> _PASSAGE TO READ_
This article shares my impressions of how cataract/IOL, corneal, and refractive surgery changed from 1978 to 2008. This exciting period holds lessons for us all—patients and surgeons.
In 1978, cataract/IOL surgeons had just begun to exchange extracapsular techniques for the phaco procedure championed by Charles Kelman, MD. This transition would not be complete for another 15 years, when surgeons would also come to implant PCIOLs in virtually all eyes, including those of diabetics. The major development of the past 10 years has been the availability and offering of a variety of presbyopia-correcting IOLs after cataract surgery or refractive lens exchange.
Penetrating graft surgery has not changed significantly, whether or not the ophthalmologist uses a laser to create the corneal incision and the donor cap. Surgeons now commonly use techniques for endothelial lamellar transplantation, however, as well as laser dissections for lamellar corneal surgery.
The greatest change in the past 30 years is the willingness of patients and ophthalmologists to participate in surgery purely for the correction of refractive error in order to improve patients' lifestyle. LASIK, PRK and phakic IOLs are monumental milestones in the history of ophthalmic surgery.

Referring expression data
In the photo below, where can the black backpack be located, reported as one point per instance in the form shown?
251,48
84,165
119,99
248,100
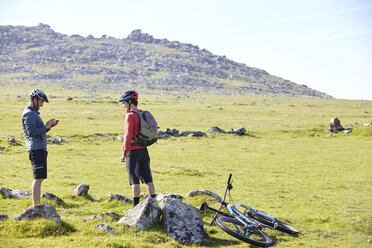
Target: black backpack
148,129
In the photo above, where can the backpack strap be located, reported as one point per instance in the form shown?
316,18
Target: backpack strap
139,127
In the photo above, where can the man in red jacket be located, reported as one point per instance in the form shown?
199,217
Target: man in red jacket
136,157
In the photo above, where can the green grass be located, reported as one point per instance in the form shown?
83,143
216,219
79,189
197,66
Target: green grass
289,166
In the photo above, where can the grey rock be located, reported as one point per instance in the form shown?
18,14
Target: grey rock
347,131
144,215
193,134
110,214
42,210
335,125
106,228
54,141
215,130
240,131
162,196
104,136
53,197
120,137
81,189
172,132
193,193
230,130
17,194
3,217
120,198
184,222
163,135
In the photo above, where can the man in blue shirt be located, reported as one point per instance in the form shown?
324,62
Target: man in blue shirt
35,131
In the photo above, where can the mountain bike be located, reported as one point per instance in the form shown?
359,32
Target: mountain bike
246,226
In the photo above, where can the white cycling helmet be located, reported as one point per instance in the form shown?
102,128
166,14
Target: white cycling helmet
38,94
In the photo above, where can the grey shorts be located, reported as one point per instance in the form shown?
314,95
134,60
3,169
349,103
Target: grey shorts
138,166
38,160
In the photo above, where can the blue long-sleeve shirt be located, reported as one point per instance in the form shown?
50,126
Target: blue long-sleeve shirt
34,129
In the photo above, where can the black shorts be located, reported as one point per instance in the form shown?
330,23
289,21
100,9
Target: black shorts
138,166
38,160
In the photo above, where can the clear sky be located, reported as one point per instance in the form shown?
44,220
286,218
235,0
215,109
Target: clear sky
324,44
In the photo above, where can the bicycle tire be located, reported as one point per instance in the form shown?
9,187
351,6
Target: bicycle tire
255,237
280,226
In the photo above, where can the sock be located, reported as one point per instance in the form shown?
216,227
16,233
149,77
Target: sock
135,201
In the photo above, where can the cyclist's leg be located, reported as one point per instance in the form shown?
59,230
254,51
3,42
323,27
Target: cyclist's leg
38,160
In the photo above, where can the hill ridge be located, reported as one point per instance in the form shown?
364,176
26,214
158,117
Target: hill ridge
38,54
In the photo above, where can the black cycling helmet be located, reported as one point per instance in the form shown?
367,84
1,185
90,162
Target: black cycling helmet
129,95
36,93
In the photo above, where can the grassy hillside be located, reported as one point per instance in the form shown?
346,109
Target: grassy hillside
287,166
30,55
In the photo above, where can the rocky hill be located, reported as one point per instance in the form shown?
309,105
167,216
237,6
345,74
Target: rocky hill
39,54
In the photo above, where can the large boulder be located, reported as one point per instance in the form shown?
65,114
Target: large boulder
104,215
106,228
42,210
8,193
3,217
161,196
81,189
184,222
215,130
193,193
335,125
120,198
53,197
144,215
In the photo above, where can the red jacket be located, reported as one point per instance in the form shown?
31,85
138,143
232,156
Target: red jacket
131,129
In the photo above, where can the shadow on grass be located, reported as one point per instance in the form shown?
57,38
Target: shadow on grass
36,228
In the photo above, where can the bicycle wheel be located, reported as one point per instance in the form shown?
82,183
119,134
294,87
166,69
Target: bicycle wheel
280,226
236,229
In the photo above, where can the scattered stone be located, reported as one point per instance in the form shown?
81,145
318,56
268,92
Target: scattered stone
347,131
144,215
81,189
120,137
8,193
163,135
42,210
62,140
106,228
54,141
230,130
193,193
240,131
110,214
3,217
189,170
120,198
172,132
104,136
160,197
184,222
193,134
335,125
215,130
53,197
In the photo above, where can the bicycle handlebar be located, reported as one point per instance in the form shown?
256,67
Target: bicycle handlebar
223,203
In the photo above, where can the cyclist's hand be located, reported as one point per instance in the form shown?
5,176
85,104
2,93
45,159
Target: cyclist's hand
122,159
50,123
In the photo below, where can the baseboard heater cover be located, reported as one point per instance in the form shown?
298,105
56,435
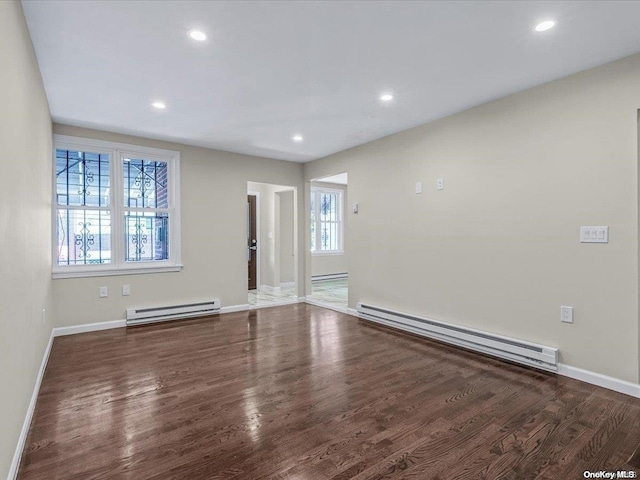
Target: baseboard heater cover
158,314
531,354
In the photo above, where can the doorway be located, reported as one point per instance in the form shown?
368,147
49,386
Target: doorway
329,254
252,240
272,256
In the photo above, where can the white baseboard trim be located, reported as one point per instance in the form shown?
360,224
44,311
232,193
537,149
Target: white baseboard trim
17,455
311,301
329,276
600,380
88,327
269,289
235,308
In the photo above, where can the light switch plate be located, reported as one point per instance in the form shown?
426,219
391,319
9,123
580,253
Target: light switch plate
566,314
594,234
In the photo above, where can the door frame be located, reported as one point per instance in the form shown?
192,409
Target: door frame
257,195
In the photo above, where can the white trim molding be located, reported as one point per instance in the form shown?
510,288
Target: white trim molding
600,380
17,455
88,327
269,289
235,308
329,276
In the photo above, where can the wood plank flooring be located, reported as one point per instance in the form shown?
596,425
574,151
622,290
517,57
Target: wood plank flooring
302,392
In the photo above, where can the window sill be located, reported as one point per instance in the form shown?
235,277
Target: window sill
107,272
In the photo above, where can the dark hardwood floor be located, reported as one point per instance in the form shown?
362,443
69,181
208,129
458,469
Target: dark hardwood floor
302,392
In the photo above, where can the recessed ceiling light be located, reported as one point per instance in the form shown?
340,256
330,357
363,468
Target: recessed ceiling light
544,26
198,35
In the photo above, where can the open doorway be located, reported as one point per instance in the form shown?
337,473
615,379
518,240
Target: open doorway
329,256
271,244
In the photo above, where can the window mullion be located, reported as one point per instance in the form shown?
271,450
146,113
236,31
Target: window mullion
318,223
117,207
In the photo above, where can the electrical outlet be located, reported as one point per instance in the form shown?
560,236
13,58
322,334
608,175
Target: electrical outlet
566,314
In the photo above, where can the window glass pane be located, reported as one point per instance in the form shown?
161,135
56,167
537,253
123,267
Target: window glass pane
328,204
313,221
145,184
83,236
147,236
82,178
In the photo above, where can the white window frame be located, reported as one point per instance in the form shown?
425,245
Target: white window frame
316,191
117,152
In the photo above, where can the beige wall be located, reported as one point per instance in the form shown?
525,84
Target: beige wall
25,220
287,237
213,205
329,264
498,248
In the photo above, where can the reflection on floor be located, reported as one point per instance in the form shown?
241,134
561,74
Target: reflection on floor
332,292
261,298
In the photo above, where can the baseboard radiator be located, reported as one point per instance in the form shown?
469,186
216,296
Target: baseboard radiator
159,314
526,353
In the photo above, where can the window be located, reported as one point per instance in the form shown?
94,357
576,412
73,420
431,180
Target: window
115,208
326,221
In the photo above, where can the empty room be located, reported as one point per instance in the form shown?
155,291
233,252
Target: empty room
319,239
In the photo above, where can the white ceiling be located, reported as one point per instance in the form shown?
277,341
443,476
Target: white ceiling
272,69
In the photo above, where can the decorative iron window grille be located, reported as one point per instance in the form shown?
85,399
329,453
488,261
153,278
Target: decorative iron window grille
326,221
97,231
83,226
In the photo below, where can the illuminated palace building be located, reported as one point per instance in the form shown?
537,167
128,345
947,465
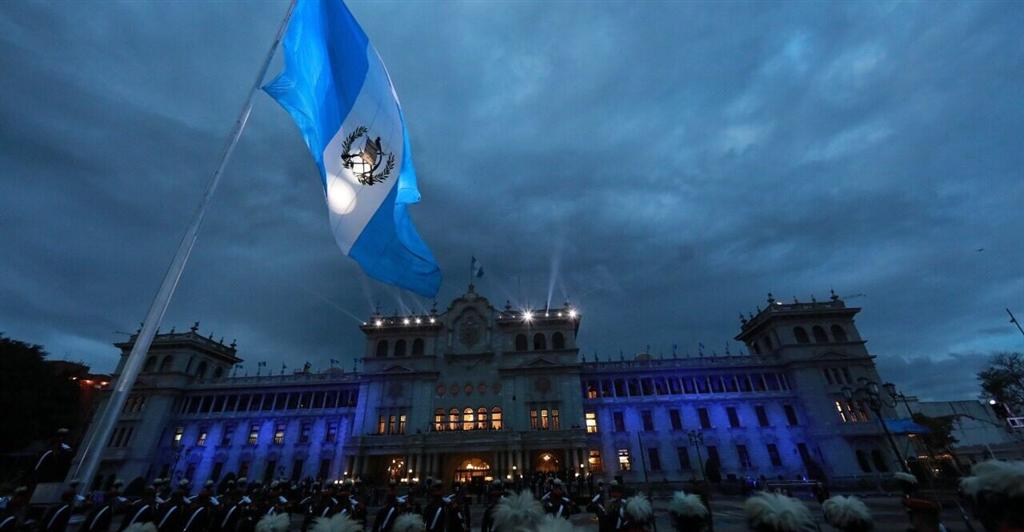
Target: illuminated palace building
479,392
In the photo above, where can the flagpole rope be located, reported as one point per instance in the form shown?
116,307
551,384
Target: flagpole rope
92,452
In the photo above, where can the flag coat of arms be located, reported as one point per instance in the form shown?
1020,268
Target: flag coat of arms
338,92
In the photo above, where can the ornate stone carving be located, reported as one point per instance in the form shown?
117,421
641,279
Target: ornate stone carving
470,329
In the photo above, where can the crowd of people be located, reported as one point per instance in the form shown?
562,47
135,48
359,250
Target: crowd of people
994,493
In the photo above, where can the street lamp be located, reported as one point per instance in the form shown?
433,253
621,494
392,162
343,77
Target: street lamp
868,390
696,440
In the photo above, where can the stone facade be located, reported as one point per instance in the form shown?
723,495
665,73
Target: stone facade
480,392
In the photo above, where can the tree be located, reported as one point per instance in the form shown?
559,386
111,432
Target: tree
1004,380
36,402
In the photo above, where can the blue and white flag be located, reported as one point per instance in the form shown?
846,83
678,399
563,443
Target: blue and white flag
339,94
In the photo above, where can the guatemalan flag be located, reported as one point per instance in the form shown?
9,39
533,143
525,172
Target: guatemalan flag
338,91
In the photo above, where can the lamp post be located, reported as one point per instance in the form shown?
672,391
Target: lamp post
696,440
868,390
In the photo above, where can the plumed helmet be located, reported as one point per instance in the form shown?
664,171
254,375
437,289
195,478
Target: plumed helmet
274,523
776,513
518,512
847,514
409,523
337,523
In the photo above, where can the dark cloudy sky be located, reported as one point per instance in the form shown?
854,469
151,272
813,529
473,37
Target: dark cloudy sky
663,165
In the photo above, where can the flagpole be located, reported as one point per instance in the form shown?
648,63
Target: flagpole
93,450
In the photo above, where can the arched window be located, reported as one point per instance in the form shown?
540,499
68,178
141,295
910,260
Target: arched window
880,460
801,335
819,335
839,334
557,341
862,461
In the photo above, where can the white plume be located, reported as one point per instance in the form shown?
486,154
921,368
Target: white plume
638,507
553,524
685,504
141,527
777,513
336,523
1006,478
409,523
274,523
518,512
847,513
905,477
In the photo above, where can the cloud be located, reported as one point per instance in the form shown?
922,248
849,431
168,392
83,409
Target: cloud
662,167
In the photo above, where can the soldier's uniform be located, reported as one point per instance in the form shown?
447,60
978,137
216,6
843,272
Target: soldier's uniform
495,493
389,512
98,520
142,511
227,515
172,513
458,515
55,520
201,513
556,503
611,514
435,514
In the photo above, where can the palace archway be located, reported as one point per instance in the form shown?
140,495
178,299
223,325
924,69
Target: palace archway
472,469
548,462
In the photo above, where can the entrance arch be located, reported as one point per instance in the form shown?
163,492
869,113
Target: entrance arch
548,461
472,469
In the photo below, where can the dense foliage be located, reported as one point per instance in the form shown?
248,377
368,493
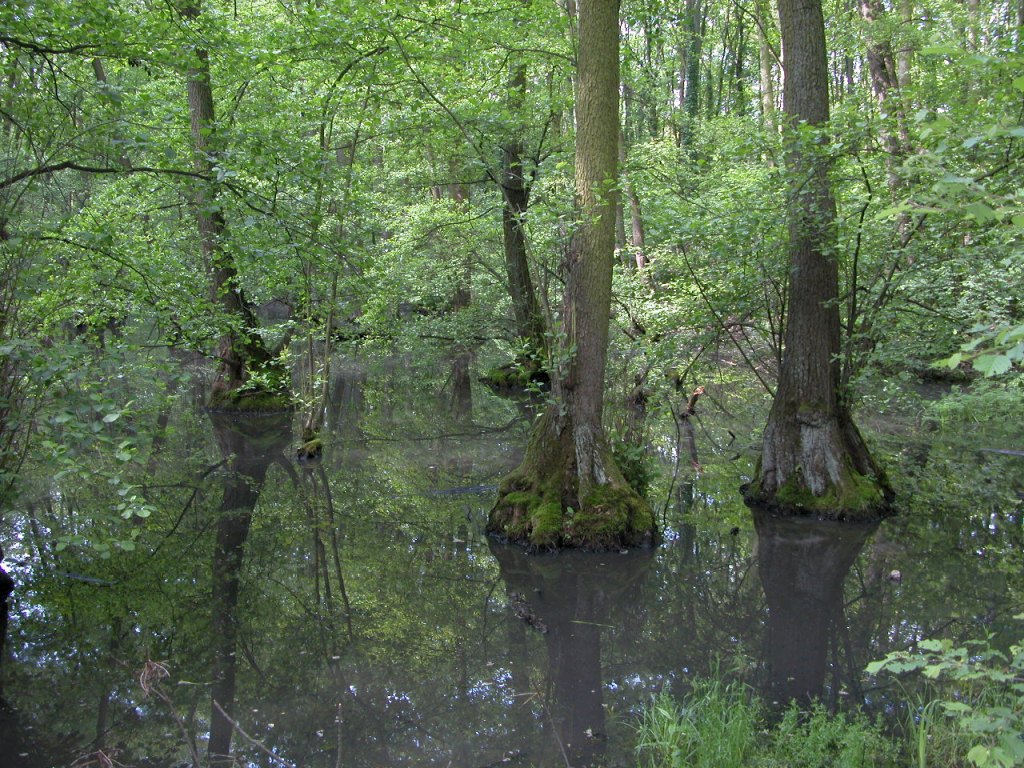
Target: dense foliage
358,157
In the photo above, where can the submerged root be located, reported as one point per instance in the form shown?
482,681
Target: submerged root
543,506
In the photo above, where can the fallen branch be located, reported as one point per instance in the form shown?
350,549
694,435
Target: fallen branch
252,741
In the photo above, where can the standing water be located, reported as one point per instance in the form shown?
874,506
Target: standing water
206,598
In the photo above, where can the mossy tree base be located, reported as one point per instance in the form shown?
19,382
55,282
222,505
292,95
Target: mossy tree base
516,376
248,401
542,505
816,463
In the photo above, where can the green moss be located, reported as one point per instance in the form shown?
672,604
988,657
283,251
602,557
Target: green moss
515,376
249,401
613,516
547,524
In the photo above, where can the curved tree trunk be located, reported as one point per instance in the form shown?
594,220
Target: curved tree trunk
568,492
240,349
813,460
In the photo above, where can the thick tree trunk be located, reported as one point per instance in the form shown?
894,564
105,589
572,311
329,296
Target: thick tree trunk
240,349
813,459
568,491
526,309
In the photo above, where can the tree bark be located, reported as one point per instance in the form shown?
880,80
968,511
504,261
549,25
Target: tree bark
240,349
813,458
763,15
568,491
515,193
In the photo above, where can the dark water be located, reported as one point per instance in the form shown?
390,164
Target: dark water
349,611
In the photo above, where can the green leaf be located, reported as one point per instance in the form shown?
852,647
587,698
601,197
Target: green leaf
978,755
982,213
992,365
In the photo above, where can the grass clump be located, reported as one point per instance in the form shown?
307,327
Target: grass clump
716,727
725,725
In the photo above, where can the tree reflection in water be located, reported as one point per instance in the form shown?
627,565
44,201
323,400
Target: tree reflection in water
803,563
572,597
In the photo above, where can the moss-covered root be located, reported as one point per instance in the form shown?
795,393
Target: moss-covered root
857,497
516,376
248,401
611,516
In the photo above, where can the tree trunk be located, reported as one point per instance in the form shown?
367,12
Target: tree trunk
568,491
515,192
240,349
763,15
813,459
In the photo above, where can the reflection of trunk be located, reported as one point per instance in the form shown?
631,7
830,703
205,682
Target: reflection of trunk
526,309
249,445
6,587
462,391
803,563
573,596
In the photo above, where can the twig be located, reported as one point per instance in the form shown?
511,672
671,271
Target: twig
253,741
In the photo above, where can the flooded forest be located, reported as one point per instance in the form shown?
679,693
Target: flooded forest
530,383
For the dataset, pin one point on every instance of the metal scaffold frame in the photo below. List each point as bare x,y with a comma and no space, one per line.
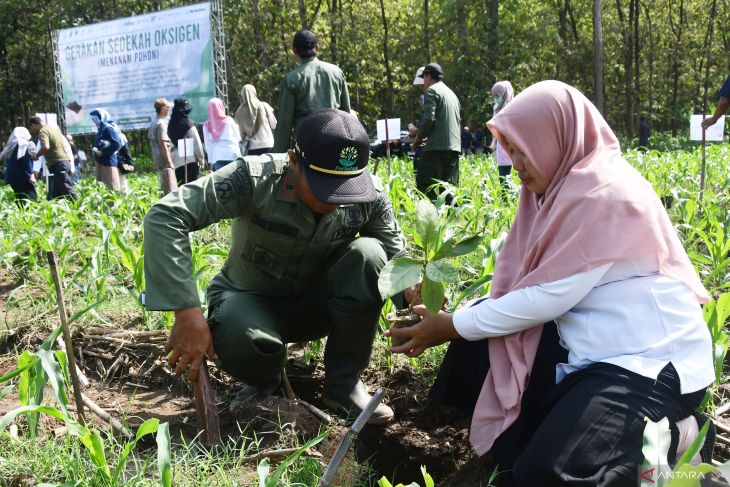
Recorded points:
219,50
60,110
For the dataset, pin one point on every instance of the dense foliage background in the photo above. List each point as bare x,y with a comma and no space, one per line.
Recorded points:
659,57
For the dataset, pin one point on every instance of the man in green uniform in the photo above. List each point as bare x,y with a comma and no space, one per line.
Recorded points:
440,130
311,231
312,85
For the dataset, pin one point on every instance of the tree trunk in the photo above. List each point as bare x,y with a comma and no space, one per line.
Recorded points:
627,36
648,9
675,64
493,41
598,55
333,29
303,14
426,32
386,60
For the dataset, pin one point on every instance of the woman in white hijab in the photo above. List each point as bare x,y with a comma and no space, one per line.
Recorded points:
19,166
257,122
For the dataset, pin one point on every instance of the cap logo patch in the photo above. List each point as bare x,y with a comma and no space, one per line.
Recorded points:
348,158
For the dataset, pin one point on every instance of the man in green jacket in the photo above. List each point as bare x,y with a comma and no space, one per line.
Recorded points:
440,130
312,85
311,231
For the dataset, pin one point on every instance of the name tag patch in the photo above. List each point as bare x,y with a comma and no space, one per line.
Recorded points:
275,227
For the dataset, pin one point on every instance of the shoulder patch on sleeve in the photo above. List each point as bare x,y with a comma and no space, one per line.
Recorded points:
235,184
383,208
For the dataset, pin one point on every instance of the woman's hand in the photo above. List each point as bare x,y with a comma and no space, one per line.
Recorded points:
429,332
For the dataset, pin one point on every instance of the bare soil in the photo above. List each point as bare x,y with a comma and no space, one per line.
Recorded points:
130,379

> _REQUIRED ACTIONS_
1. Do these statements agree with the article on eye surgery from 1978 to 2008? Answer yes or no for each, quoting the deciding words. (a) The move from extracapsular techniques to the phaco procedure was complete within five years of 1978. (b) Penetrating graft surgery has changed greatly. (c) LASIK, PRK and phakic IOLs are called milestones in ophthalmic surgery.
2. Can you take the article on eye surgery from 1978 to 2008 further, starting after its last sentence?

> _ACTIVITY ANSWERS_
1.
(a) No: "This transition would not be complete for another 15 years"
(b) No: "Penetrating graft surgery has not changed significantly"
(c) Yes: "LASIK, PRK and phakic IOLs are monumental milestones in the history of ophthalmic surgery."

2.
ADVANCES AND COMPROMISES
The major surgical developments I have touched on have created profound issues with which the ophthalmic profession must now grapple. As an example, the initial surgeon can usually manage a complication that occurs during a cataract/IOL procedure. That is not the case in keratorefractive surgery. The most common major problem is irregular corneal astigmatism, yet the vast majority of LASIK surgeons do not perform lamellar keratoplasty, PRK, or penetrating keratoplasty to correct it.
After 15 years and approximately 12 million cases of PRK and LASIK worldwide, our profession has no simple, quantifiable method of testing for reduced visual function after keratorefractive surgery. We still use the Snellen chart without taking into consideration reduced contrast sensitivity.
Similarly, cataract surgeons originally held patients' visual problems following the implantation of multifocal IOLs in light regard compared with the improved near effect. Now, ophthalmologists place a much greater emphasis on postoperative glare and halos.
The mechanical advantages of a corneal endothelial transplant are impressive, but very little has been reported about the common and real decrease in patients' final visual function, which, from my observations, ranges from two to three lines on the Snellen chart. Corneal surgeons and patients may be hoping for better results, but I believe this degree of decrease to be a fact.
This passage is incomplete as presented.